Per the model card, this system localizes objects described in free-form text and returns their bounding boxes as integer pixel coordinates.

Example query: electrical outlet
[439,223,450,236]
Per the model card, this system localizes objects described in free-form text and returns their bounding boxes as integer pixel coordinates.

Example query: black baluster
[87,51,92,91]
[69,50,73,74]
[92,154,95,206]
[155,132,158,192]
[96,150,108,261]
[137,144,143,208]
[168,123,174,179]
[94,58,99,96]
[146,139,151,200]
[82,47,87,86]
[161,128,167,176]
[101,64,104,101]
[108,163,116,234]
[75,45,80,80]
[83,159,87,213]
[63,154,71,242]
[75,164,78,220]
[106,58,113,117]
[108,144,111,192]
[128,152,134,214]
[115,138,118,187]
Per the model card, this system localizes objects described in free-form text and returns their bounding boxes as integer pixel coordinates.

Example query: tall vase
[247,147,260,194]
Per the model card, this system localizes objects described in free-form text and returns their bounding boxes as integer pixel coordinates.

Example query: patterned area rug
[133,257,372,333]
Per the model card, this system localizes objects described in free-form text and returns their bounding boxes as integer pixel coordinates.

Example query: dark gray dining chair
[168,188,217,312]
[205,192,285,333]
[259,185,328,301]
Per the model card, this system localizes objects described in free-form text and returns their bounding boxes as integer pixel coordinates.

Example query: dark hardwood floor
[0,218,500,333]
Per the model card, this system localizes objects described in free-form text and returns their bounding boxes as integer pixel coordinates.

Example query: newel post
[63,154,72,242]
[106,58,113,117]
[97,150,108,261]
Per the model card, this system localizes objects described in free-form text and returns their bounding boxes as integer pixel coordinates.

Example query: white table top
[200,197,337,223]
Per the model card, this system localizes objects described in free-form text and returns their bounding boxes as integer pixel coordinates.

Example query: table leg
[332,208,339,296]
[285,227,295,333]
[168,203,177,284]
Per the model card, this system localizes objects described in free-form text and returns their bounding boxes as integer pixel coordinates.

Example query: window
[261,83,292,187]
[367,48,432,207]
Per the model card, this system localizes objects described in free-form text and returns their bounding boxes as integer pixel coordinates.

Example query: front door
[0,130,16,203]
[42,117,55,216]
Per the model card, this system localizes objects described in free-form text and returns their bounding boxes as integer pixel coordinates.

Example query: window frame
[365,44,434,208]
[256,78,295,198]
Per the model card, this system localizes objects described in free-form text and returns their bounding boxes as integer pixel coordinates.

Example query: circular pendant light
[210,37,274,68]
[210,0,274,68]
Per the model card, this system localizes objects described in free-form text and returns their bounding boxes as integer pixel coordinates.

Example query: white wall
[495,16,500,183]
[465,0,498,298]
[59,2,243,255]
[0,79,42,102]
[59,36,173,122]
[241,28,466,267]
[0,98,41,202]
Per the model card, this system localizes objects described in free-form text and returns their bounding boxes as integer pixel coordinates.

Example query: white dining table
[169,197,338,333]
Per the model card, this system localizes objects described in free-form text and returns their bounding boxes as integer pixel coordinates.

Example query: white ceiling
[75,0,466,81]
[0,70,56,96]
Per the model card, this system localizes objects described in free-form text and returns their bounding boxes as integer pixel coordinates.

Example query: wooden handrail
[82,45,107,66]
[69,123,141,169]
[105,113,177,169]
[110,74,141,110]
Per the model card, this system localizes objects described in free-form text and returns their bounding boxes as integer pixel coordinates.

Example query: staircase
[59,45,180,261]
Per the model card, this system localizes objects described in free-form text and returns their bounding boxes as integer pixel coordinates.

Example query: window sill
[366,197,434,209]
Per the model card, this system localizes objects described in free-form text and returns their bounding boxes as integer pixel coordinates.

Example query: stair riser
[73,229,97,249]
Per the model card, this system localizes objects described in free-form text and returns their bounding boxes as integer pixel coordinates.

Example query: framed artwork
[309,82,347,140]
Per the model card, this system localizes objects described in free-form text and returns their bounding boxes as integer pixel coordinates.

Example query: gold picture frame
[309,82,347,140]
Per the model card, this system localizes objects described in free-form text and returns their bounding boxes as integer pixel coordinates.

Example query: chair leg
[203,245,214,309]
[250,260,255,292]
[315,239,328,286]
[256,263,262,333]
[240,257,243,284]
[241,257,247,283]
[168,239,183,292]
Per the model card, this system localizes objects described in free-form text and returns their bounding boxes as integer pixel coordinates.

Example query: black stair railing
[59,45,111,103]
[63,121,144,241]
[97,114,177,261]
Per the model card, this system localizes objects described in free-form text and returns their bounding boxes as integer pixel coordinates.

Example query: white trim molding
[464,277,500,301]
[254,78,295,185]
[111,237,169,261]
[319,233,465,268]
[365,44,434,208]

*Prompt:*
Collect every line from the items above that contains the word "black", and copy each one in full.

*Result of this exercise:*
Example query: black baluster
Example query: black stair railing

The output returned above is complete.